- _TASK ITEM_
Your copy should repeat each record below exactly and contain no images.

Stored records
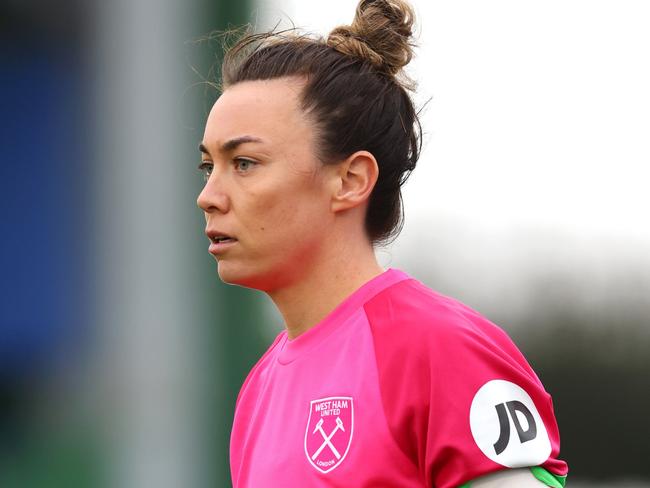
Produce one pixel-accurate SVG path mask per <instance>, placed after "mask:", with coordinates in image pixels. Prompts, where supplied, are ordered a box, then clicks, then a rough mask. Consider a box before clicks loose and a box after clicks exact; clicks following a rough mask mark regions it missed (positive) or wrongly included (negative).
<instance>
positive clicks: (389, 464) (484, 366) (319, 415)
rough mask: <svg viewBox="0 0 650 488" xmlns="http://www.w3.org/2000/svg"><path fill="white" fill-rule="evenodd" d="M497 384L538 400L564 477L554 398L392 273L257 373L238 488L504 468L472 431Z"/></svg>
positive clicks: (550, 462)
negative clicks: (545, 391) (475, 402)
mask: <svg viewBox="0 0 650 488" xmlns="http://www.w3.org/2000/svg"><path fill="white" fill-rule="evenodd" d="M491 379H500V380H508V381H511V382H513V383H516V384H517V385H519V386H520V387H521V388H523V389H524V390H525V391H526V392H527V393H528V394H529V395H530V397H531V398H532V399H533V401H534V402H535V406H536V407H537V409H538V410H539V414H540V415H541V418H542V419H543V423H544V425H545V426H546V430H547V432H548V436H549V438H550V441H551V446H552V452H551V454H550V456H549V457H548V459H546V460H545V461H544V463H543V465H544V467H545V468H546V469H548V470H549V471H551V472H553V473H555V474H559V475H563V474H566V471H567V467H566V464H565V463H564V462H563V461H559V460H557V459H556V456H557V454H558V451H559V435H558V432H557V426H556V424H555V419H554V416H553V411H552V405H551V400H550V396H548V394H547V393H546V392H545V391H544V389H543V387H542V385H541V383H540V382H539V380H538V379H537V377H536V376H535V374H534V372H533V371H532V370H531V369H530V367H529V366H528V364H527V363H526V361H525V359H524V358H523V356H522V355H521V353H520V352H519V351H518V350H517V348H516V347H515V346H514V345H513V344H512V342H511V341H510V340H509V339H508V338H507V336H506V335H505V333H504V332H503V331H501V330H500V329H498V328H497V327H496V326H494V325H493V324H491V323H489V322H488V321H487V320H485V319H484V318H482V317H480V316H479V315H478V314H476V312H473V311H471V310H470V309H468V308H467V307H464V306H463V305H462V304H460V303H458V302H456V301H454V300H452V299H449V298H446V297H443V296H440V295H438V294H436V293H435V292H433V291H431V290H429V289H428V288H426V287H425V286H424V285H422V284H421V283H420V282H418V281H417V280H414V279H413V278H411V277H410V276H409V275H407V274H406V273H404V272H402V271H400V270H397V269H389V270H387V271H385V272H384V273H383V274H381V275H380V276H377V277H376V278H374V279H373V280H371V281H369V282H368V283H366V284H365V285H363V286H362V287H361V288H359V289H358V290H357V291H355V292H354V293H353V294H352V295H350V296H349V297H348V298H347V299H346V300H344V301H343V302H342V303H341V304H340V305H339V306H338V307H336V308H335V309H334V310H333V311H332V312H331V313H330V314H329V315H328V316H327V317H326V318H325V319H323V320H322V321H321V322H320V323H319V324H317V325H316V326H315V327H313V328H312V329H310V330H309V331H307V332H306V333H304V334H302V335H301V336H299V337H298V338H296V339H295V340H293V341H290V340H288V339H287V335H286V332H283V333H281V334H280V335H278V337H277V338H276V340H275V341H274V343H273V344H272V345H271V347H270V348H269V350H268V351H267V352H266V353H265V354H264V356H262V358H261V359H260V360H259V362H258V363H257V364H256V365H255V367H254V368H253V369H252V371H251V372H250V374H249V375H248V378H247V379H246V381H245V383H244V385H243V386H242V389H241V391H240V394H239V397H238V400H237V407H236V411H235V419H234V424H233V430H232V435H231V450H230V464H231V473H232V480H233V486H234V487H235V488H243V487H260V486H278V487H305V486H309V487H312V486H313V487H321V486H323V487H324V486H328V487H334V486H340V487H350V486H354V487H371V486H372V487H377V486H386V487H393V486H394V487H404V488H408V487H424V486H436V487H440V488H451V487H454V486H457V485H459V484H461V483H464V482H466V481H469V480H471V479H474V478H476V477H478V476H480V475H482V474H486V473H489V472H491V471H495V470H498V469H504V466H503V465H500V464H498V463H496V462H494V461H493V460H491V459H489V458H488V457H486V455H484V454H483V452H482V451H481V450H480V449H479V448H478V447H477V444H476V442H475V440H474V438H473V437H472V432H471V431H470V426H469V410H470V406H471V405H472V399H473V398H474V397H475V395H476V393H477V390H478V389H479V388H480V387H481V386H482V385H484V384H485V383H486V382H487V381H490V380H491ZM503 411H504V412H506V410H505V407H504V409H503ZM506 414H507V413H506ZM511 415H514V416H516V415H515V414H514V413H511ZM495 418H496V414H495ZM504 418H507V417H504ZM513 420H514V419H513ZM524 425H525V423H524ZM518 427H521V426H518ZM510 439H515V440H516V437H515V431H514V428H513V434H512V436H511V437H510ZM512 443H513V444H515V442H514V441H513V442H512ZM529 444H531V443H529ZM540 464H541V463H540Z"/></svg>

- _SOLVED EXERCISE_
Produce one pixel-accurate SVG path mask per <instance>, placed after "mask:", with coordinates in image pixels. Prompts, where supplied, are ordered a box, then clicks, then a rough mask. Consider a box before clicks loose and a box after clicks exact; clicks following a rough mask mark regions it missed (positive) or wrongly included (negative).
<instance>
positive clicks: (389, 464) (484, 366) (319, 415)
rough mask: <svg viewBox="0 0 650 488" xmlns="http://www.w3.org/2000/svg"><path fill="white" fill-rule="evenodd" d="M497 384L538 400L564 477L554 398L392 273L257 373L238 488L504 468L472 431Z"/></svg>
positive clicks: (550, 462)
negative clicks: (545, 391) (475, 402)
mask: <svg viewBox="0 0 650 488" xmlns="http://www.w3.org/2000/svg"><path fill="white" fill-rule="evenodd" d="M491 379H500V380H508V381H511V382H513V383H516V384H517V385H519V386H520V387H521V388H523V389H524V390H525V391H526V392H527V393H528V394H529V395H530V397H531V398H532V399H533V401H534V402H535V406H536V407H537V409H538V410H539V414H540V415H541V418H542V419H543V423H544V425H545V426H546V430H547V432H548V436H549V438H550V441H551V446H552V452H551V454H550V456H549V457H548V459H546V460H545V461H544V463H543V465H544V467H545V468H546V469H548V470H549V471H551V472H553V473H555V474H559V475H563V474H566V471H567V467H566V464H565V463H564V462H563V461H559V460H557V459H556V456H557V454H558V451H559V435H558V432H557V426H556V424H555V419H554V416H553V411H552V405H551V400H550V396H548V394H547V393H546V392H545V391H544V389H543V387H542V385H541V383H540V382H539V380H538V379H537V377H536V376H535V374H534V372H533V371H532V370H531V369H530V367H529V366H528V364H527V363H526V361H525V359H524V358H523V356H522V355H521V353H520V352H519V351H518V350H517V348H516V347H515V346H514V345H513V344H512V342H511V341H510V340H509V339H508V338H507V336H506V335H505V333H504V332H503V331H501V330H500V329H498V328H497V327H496V326H494V325H493V324H491V323H489V322H488V321H487V320H485V319H484V318H482V317H480V316H479V315H478V314H476V312H473V311H471V310H470V309H468V308H467V307H464V306H463V305H462V304H460V303H458V302H456V301H454V300H452V299H449V298H446V297H443V296H440V295H438V294H436V293H435V292H433V291H431V290H429V289H428V288H426V287H425V286H424V285H422V284H421V283H420V282H418V281H417V280H414V279H413V278H411V277H410V276H409V275H407V274H406V273H404V272H402V271H400V270H397V269H389V270H387V271H385V272H384V273H383V274H381V275H380V276H377V277H376V278H374V279H373V280H371V281H369V282H368V283H366V284H365V285H363V286H362V287H361V288H359V289H358V290H357V291H355V292H354V293H353V294H352V295H350V296H349V297H348V298H347V299H346V300H344V301H343V302H342V303H341V304H340V305H339V306H338V307H336V308H335V309H334V310H333V311H332V312H331V313H330V314H329V315H328V316H327V317H326V318H325V319H323V320H322V321H321V322H320V323H319V324H317V325H316V326H315V327H313V328H312V329H310V330H309V331H307V332H306V333H304V334H302V335H301V336H299V337H298V338H296V339H295V340H293V341H290V340H288V339H287V335H286V332H283V333H281V334H280V335H278V337H277V338H276V340H275V341H274V343H273V344H272V345H271V347H270V348H269V350H268V351H267V352H266V353H265V354H264V356H262V358H261V359H260V360H259V362H258V363H257V364H256V365H255V367H254V368H253V369H252V371H251V372H250V374H249V375H248V378H247V379H246V381H245V383H244V385H243V386H242V389H241V391H240V394H239V397H238V400H237V407H236V411H235V419H234V424H233V430H232V435H231V450H230V464H231V473H232V480H233V486H234V487H235V488H243V487H260V486H278V487H305V486H309V487H312V486H313V487H321V486H323V487H324V486H328V487H334V486H340V487H350V486H354V487H371V486H372V487H377V486H386V487H393V486H394V487H404V488H408V487H424V486H436V487H440V488H451V487H454V486H457V485H459V484H461V483H464V482H466V481H469V480H471V479H474V478H476V477H478V476H480V475H482V474H486V473H489V472H491V471H495V470H498V469H504V466H503V465H500V464H498V463H496V462H494V461H493V460H491V459H489V458H488V457H486V455H484V454H483V452H482V451H481V450H480V449H479V448H478V447H477V444H476V442H475V440H474V438H473V437H472V432H471V431H470V426H469V410H470V406H471V405H472V399H473V398H474V397H475V395H476V393H477V390H478V389H479V388H480V387H481V386H482V385H484V384H485V383H486V382H487V381H490V380H491ZM503 411H504V412H506V410H505V407H504V409H503ZM506 414H507V413H506ZM511 415H514V416H516V415H515V414H514V413H511ZM495 418H496V414H495ZM504 418H507V417H504ZM513 420H514V419H513ZM524 425H525V423H524ZM518 427H521V426H518ZM510 439H515V440H516V437H515V431H514V428H513V434H512V436H511V437H510ZM512 443H513V444H515V442H514V441H513V442H512ZM529 444H531V443H529ZM540 464H541V463H540Z"/></svg>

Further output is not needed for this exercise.